(Extracted data entries)

--- BEGIN ---

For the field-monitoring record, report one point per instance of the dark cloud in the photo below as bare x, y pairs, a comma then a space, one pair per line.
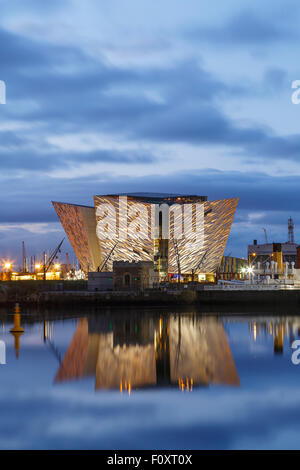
244, 28
69, 91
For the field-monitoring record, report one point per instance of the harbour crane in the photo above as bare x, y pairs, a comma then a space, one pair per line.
47, 265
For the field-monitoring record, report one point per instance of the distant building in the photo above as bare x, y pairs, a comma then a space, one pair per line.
131, 275
264, 253
232, 268
100, 281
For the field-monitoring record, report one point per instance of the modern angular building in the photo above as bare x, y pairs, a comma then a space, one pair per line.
184, 236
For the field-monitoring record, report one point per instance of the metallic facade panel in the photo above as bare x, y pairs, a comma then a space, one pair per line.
129, 249
77, 222
188, 254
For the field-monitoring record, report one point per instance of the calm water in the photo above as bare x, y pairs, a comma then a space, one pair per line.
150, 380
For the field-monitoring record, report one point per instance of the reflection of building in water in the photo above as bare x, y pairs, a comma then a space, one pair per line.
134, 353
277, 328
17, 329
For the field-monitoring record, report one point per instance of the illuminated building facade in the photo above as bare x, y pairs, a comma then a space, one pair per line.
140, 222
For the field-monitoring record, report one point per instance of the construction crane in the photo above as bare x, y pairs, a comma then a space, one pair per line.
48, 264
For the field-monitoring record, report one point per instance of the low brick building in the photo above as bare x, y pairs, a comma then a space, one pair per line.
134, 275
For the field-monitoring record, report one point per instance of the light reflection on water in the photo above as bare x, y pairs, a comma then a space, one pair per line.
149, 380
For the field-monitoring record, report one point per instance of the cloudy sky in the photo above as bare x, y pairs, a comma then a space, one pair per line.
140, 95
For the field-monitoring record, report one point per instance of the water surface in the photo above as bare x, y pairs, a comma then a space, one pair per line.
149, 380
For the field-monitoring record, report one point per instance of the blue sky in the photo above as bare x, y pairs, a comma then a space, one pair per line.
169, 96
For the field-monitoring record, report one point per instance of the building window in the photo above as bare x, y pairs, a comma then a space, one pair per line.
127, 280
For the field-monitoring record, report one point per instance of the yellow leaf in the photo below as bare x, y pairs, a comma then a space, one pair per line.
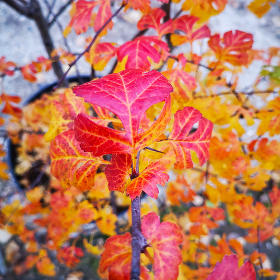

--- END ---

## GOAL
How many lines of the entries above contain the string "below"? Reply with the number alone.

## THE COMPLETED TASK
2